Collection entries:
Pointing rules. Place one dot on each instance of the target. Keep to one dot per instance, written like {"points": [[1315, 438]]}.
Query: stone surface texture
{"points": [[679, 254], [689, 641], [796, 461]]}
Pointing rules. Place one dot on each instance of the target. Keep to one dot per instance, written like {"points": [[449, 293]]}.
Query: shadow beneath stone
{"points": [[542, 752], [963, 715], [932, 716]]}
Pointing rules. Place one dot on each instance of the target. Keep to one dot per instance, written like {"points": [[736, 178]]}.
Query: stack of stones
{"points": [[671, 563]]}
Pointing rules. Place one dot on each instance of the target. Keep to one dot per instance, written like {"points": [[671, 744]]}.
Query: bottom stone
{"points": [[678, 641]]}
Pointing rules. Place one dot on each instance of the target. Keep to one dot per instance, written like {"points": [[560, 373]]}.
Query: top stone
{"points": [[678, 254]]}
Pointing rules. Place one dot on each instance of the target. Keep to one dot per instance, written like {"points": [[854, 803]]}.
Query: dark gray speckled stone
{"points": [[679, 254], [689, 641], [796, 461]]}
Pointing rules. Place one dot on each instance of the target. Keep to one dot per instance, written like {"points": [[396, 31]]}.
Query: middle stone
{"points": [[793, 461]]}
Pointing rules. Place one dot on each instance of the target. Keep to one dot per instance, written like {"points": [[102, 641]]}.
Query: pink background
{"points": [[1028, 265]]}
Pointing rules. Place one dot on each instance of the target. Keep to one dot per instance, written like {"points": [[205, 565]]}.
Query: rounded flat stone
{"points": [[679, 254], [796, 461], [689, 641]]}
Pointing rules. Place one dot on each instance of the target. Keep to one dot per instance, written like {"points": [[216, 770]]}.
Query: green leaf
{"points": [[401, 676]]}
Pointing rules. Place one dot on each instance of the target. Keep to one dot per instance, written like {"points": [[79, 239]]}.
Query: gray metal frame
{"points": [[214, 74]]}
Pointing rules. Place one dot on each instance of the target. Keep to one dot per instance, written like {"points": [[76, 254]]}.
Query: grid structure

(Written request)
Write out the full listing exactly as given.

(Worked answer)
Pointing rules. Place one dot on each instance of the target. Keep to one dot per instance, written like {"points": [[1315, 438]]}.
Query: stone surface texture
{"points": [[679, 254], [689, 641], [796, 461]]}
Pointing rules. Place one dot on each instance of the target. Keep to one dot per instance, written like {"points": [[449, 293]]}.
Query: shadow beneath stone
{"points": [[542, 752], [963, 715], [932, 716]]}
Pointing rules. Place one dot on each instance of the target. Keep to one dot per instance, written like {"points": [[736, 178]]}.
Query: stack of stones
{"points": [[671, 563]]}
Pointing rules. Place one dot on each instance of the target. Keep to one dot per instance, written like {"points": [[671, 744]]}.
Query: bottom stone
{"points": [[678, 641]]}
Pointing rules. Place one dot on each instance of the target. Keep to one dot per instance, written like {"points": [[560, 373]]}.
Query: top stone
{"points": [[678, 254]]}
Pointing rules. Place one dot on each instance of the target. Keep to one dot per instance, written like {"points": [[854, 803]]}.
Query: dark gray speckled stone
{"points": [[679, 254], [689, 641], [796, 461]]}
Pointing rules. Place one dot on each instance of the target. Keep to one dot per instance, written like {"points": [[396, 31]]}.
Query: middle stone
{"points": [[793, 461]]}
Pointing rules. Place one dot on each instance of the target. Keep to one dot per instance, written like {"points": [[102, 641]]}.
Query: pink background
{"points": [[1028, 265]]}
Pointing rules. Place one dot on each instance of the target. Keep to one dot per instance, written like {"points": [[205, 565]]}.
Query: rounded flat stone
{"points": [[679, 254], [796, 461], [689, 641]]}
Pointing rules. Place one dot on each instance of the target. Keep to one dot per instance, written like {"points": [[216, 770]]}.
Query: green leaf
{"points": [[401, 676]]}
Pointing rules. Place one dot on each instance of the target. Keep to one dot per instance, written like {"points": [[79, 239]]}.
Query: gray metal frame
{"points": [[214, 74]]}
Pointing rules. Place one dot on each instance of the target. Keep to one dot per instance, written like {"points": [[76, 254]]}.
Query: grid structure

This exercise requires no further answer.